▸ Task prompt
Extract every line of the records below and reproduce each one verbatim, keeping the original order.
+-------+
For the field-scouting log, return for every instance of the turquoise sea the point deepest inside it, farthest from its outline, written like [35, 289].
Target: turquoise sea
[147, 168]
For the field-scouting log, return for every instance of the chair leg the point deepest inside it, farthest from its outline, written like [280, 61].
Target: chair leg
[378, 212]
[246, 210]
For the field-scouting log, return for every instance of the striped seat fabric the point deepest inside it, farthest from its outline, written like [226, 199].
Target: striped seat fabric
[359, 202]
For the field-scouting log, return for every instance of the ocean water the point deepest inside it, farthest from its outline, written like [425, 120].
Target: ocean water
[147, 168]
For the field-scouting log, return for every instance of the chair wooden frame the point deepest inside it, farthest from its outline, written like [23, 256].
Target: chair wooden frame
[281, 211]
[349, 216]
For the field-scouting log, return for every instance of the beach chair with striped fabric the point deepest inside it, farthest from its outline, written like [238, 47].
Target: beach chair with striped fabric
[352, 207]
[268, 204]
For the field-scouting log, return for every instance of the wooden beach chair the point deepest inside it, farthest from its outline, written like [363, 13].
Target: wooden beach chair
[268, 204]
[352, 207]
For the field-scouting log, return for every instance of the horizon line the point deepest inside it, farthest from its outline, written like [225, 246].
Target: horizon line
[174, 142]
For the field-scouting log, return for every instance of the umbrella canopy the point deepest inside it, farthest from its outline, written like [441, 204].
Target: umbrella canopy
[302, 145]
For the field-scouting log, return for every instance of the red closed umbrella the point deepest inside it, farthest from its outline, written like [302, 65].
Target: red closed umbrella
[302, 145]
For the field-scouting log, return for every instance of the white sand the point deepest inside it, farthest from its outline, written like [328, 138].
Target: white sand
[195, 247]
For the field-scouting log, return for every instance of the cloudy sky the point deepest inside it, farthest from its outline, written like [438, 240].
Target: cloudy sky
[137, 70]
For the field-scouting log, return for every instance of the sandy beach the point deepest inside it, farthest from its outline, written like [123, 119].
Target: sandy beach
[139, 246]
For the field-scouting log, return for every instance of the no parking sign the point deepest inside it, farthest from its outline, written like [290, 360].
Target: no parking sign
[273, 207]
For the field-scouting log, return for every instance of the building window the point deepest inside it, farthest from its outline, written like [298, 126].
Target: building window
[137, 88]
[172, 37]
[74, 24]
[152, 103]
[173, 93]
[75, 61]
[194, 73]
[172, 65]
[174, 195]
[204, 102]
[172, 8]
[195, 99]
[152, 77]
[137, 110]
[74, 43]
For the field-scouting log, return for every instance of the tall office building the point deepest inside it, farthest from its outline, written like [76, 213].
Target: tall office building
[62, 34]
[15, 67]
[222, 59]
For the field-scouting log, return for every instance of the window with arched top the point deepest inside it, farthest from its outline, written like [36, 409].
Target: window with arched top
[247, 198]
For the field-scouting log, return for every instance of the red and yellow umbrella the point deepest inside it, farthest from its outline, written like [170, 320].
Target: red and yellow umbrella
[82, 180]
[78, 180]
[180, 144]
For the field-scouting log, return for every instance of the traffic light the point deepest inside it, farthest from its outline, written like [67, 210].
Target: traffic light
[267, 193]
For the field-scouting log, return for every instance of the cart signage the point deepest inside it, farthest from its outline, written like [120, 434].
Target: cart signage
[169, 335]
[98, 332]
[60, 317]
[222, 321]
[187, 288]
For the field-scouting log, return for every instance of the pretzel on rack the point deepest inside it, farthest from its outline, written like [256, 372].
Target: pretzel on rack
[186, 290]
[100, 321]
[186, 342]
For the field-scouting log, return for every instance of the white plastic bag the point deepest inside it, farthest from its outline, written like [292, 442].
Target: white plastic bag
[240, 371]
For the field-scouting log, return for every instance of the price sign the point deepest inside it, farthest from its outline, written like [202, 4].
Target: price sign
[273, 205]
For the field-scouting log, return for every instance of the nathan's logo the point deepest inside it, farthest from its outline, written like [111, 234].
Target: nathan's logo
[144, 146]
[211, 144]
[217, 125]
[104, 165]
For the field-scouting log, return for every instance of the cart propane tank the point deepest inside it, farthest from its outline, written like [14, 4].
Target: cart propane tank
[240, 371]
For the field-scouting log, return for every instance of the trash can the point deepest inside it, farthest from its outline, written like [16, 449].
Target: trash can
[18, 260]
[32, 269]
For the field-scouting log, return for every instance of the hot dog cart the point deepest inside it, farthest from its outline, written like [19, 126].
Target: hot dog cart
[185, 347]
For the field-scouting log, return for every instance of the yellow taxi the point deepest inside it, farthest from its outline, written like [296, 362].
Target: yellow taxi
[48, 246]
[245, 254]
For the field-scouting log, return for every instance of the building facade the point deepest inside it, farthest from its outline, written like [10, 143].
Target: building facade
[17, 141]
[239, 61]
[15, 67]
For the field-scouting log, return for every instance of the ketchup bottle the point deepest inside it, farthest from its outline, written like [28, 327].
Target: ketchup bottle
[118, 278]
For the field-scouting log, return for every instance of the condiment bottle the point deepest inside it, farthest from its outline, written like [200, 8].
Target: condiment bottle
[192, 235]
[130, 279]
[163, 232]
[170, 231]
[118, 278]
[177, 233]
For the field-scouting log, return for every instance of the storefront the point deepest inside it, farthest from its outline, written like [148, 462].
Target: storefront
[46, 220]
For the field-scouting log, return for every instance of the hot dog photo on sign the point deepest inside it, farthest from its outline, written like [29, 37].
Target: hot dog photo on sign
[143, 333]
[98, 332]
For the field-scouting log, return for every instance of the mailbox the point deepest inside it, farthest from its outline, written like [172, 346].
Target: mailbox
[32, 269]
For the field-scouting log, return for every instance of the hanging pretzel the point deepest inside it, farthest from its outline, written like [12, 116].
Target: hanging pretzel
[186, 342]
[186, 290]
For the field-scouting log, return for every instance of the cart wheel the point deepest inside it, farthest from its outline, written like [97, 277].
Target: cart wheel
+-------+
▸ Answer to this exercise
For the field-scouting log, return for every instance of the turquoise sea the point deepest inside it, farthest from its outline, written like [35, 289].
Target: turquoise sea
[147, 168]
For the field-scouting log, return for every instance of the chair leg the point deepest inside it, farthest from its outline, written like [280, 61].
Target: chair leg
[378, 212]
[246, 210]
For the field-scouting log, return for every instance of the striped seat fabric the point deepest inside it, farthest from its outline, written like [226, 199].
Target: striped seat fabric
[359, 202]
For the field-scouting log, return for every instance of the ocean water the point deepest inside it, farthest from its outline, written like [425, 120].
Target: ocean water
[147, 168]
For the field-scouting log, return for every instance of the chair wooden frame the point deepest inside it, farthest from its outline, written like [23, 256].
Target: chair wooden frame
[281, 211]
[349, 216]
For the field-scouting log, return for every instance of the beach chair with striped fabric the point deepest inside it, farthest from its outline, written like [238, 47].
Target: beach chair with striped fabric
[352, 207]
[268, 204]
For the field-scouting log, return for every instance of the wooden beach chair the point deepest inside it, farthest from its outline, written like [363, 13].
Target: wooden beach chair
[268, 204]
[352, 207]
For the field-scouting log, return for every instance of the horizon line the point deepest inside it, farthest from its outline, written like [225, 246].
Target: horizon line
[174, 142]
For the field-scouting log, return for every instance of the umbrella canopy the point deepest inside it, farthest from its outline, written like [441, 204].
Target: umbrella canopy
[302, 145]
For the field-scouting log, return for every instance of the red closed umbrella the point deepest inside it, farthest from its outline, written like [302, 65].
Target: red closed umbrella
[302, 145]
For the field-scouting log, return for every instance of the white sand the point deepest inside it, farthest from its outline, written like [328, 138].
Target: white sand
[195, 247]
For the field-scouting log, return for every instance of the cloudy sky the point deepest inside it, farthest from its outline, written like [438, 240].
Target: cloudy sky
[137, 70]
For the field-scouting log, return for every instance of the sandy beach the point deepest inside it, farthest from its outline, written like [123, 119].
Target: sandy beach
[139, 246]
For the field-scouting log, return for every instance of the no parking sign the point deepest inside it, farthest from its outline, written like [290, 360].
Target: no parking sign
[273, 207]
For the field-scouting log, return for every instance of the building window the point deepest inside it, farthest from its outline, written like [298, 126].
Target: building window
[137, 88]
[172, 37]
[74, 24]
[152, 103]
[173, 93]
[75, 61]
[194, 73]
[172, 65]
[174, 195]
[204, 102]
[172, 8]
[195, 99]
[152, 77]
[137, 110]
[74, 43]
For the field-scouting log, return for every instance of the tall office building the point deepest inside it, farthest from its outline, written like [76, 213].
Target: tall office building
[62, 34]
[15, 67]
[222, 59]
For the field-scouting log, return for every instance of the window with arched top the point deepest inside it, farthest from its outline, written like [36, 409].
Target: window with arched top
[247, 198]
For the field-scouting log, return for every instance of the red and yellow umbrella the point deepest inside it, farthest from its outline, written like [170, 320].
Target: red and yellow umbrella
[82, 180]
[78, 180]
[180, 144]
For the field-scouting log, return for every instance of the traffic light the point deepest inside it, farthest from its outline, written like [67, 210].
Target: traffic light
[267, 193]
For the field-scouting log, return for every instance of the cart signage the point deepest inside it, farthest from its outline, written like [120, 434].
Target: cart signage
[169, 335]
[98, 332]
[60, 317]
[222, 321]
[187, 288]
For the field-scouting log, return for every instance of the pretzel on rack the point deepest inside it, farthest from its outline, written like [256, 372].
Target: pretzel on rack
[186, 290]
[100, 321]
[186, 342]
For the field-scouting log, return for every instance of the white plastic bag the point deepest inside it, farthest from its outline, written like [292, 442].
Target: white plastic bag
[240, 371]
For the field-scouting log, return for every instance of the price sign the point deepest inside it, farthest from its outline, written like [202, 4].
Target: price sign
[273, 205]
For the field-scouting log, return for every instance of the nathan's logo the point deepest inside it, farthest from its outline, written like [111, 234].
Target: nathan's logo
[144, 146]
[211, 144]
[217, 125]
[104, 165]
For the field-scouting log, return for every instance of the cart propane tank the point deepest inside it, farthest from its outline, written like [14, 4].
Target: cart propane tank
[240, 371]
For the field-scouting log, return for every instance of the trash can the point deepest inside it, farthest from its outline, written like [16, 449].
Target: trash can
[18, 260]
[32, 269]
For the field-scouting log, return for every instance of the hot dog cart the point deepest inside it, farthest from its outline, written like [19, 126].
Target: hot dog cart
[185, 347]
For the field-scouting log, return for every instance of the yellow taxi the point deepest inside it, farthest from its outline, written like [296, 362].
Target: yellow taxi
[48, 246]
[245, 254]
For the field-scouting log, return for every instance of the building facade the point deepest inside it, farthest from its outline, written like [10, 143].
Target: building facade
[17, 141]
[239, 61]
[15, 67]
For the field-scouting log, return for every instance of the ketchup bottle the point deepest inside it, farthest from its outline, written like [28, 327].
Target: ketchup bottle
[118, 278]
For the field-scouting log, return for every instance of the condiment bottle the point deepest inside it, farthest from its outline, written like [200, 8].
Target: condiment bottle
[192, 235]
[130, 279]
[163, 232]
[170, 231]
[118, 278]
[177, 233]
For the field-scouting log, return for every instance of the storefront the point deepest inside it, farthest from its outline, written like [148, 462].
Target: storefront
[46, 220]
For the field-scouting log, return for every instance of the hot dog photo on sign the point deepest inside it, farthest from its outline, written like [29, 37].
Target: hot dog photo on sign
[143, 333]
[98, 332]
For the field-scouting log, return for every instance of the mailbox the point deepest inside it, farthest from its outline, written like [172, 346].
Target: mailbox
[32, 269]
For the field-scouting log, return for every instance of the hanging pretzel the point deepest inside it, farthest from its outline, written like [12, 116].
Target: hanging pretzel
[186, 342]
[186, 290]
For the field-scouting log, return for every instance of the cart wheel the point deepest inside it, farthest from its outline, written like [97, 277].
Target: cart wheel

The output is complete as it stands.